When Congress passed the National Labor Relations Act (NLRA) in 1935, President Franklin D. Roosevelt said “a better relationship between labor and management is the high purpose of this Act.” The law created the National Labor Relations Board (NLRB) as an “independent quasi-judicial body” to hear cases and render decisions when disputes between employers and unions arose. Most important to that end was the notion that the NLRB would stand as an impartial arbiter in those situations, much like its judicial cousins in the American court system.
Regrettably, in the last few years the NLRB has been dominated by a partisan majority, and it has established precedents and issued regulations with the single-minded goal of increasing union density at all costs. Observers of labor policy are well aware of the contentious issues stemming from the Board’s recent activities. Highlights (or lowlights) include the attempt to block Boeing from opening a new $1 billion factory in South Carolina, the requirement for employers to post one-sided notices about joining unions, the “ambush” election rule, the Specialty Healthcare decision allowing micro-unions, the D.R. Horton decision allowing class actions in arbitration settings, the expansion of “concerted activity” to the world of social media, and a host of other anti-employer actions.
As we entered the new year, there was some thought that 2012 might see a less frantic pace of activity from the NLRB, since the Board was slated to drop to two members and lose its quorum when Craig Becker’s recess appointment expired. Those thoughts quickly went out the window when on January 4, the President used recess appointments to put three new members on the Board, bringing it to full strength. These appointments have already been challenged as being legally dubious since the Senate did not consider itself to be in recess. A court will ultimately have the final say, but in the meantime, NLRB Chairman Mark Pearce is moving full speed ahead. As he put it: “we keep our eye on the prize.” Thus, we can expect more slanted case decisions and rulemakings that should be of significant concern to employers.
First among these could be an expansion of the ambush election rule – which has already dramatically shortened the time frame in which union representation elections take place – to include provisions Chairman Pearce left out of the rule that went final in December 2011. The additional measures – call it Ambush Elections Part II – would likely include expedited pre-election hearings that would prevent employers from having time to mount effective legal challenges to union organizing drives, electronic petition filing to speed the voting process, and a requirement that employers turn over the home phone numbers and personal e-mail addresses of their employees to union organizers.

Provided records.
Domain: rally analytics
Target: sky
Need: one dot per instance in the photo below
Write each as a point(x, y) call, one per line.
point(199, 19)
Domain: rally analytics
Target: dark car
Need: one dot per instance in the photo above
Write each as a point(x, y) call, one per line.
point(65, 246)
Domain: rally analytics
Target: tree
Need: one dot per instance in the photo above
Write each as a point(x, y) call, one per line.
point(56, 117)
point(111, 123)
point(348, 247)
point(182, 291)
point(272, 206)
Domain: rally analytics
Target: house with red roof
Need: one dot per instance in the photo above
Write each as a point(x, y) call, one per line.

---

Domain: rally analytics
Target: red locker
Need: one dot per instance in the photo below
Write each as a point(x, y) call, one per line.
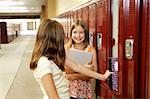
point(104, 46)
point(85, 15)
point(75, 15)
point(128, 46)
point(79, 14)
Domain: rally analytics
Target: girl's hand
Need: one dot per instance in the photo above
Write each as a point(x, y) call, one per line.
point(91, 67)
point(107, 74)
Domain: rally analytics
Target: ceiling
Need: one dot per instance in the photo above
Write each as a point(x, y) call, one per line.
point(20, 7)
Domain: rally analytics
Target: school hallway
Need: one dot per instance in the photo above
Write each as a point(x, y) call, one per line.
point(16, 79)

Written request 1.
Reproduce the passage on the National Labor Relations Board word for word, from "Regrettably, in the" up to and including "other anti-employer actions.".
Written request 2.
List each specific Board action that the passage on the National Labor Relations Board names among its "Highlights (or lowlights)".
Written request 3.
Extend the passage on the National Labor Relations Board beyond its last sentence.
The data was drawn from a source separate from the passage on the National Labor Relations Board.

Expected answer 1.
Regrettably, in the last few years the NLRB has been dominated by a partisan majority, and it has established precedents and issued regulations with the single-minded goal of increasing union density at all costs. Observers of labor policy are well aware of the contentious issues stemming from the Board’s recent activities. Highlights (or lowlights) include the attempt to block Boeing from opening a new $1 billion factory in South Carolina, the requirement for employers to post one-sided notices about joining unions, the “ambush” election rule, the Specialty Healthcare decision allowing micro-unions, the D.R. Horton decision allowing class actions in arbitration settings, the expansion of “concerted activity” to the world of social media, and a host of other anti-employer actions.

Expected answer 2.
- The attempt to block Boeing from opening a new $1 billion factory in South Carolina
- The requirement for employers to post one-sided notices about joining unions
- The "ambush" election rule
- The Specialty Healthcare decision allowing micro-unions
- The D.R. Horton decision allowing class actions in arbitration settings
- The expansion of "concerted activity" to the world of social media

Expected answer 3.
The Board may also pursue a “cyber” card check rule that would allow electronic, off-site voting in certification elections. This would be a dramatic departure from the Board’s tried and true practice of using secret ballot elections in the workplace (which is generally the easiest place for workers to vote, thus expanding turnout). The clear intent is to reduce the number of workers casting a ballot so that fervently pro-union employees, who are more likely to go through the process of off-site voting, will make up a larger share of the electorate.
Congress wisely put an appropriations rider in the FY 2012 Labor/HHS/Education appropriations bill preventing the NLRB from “issuing” a rule on cyber card check, but a Board majority as determined as this one may interpret that as allowing them to do everything short of issuing a rule, and then taking that formal step as soon as the rider expires. In 2010, we should remember, the Board issued a Request for Information under the Administrative Procedure Act.
Employers also should be on the lookout for a decision in the Roundy’s case dealing with union access issues. The real threat in this decision is that the Board may use it to reexamine Register Guard and rule that employer e-mail systems must be opened to union solicitations.
Another change on the horizon could include greater restrictions on the definition of supervisors, which would have two benefits for unions from the Board’s perspective. First, it would expand the pool of employees eligible to unionize. Second, it would shrink the number of front-line supervisors an employer could rely upon during an organizing effort.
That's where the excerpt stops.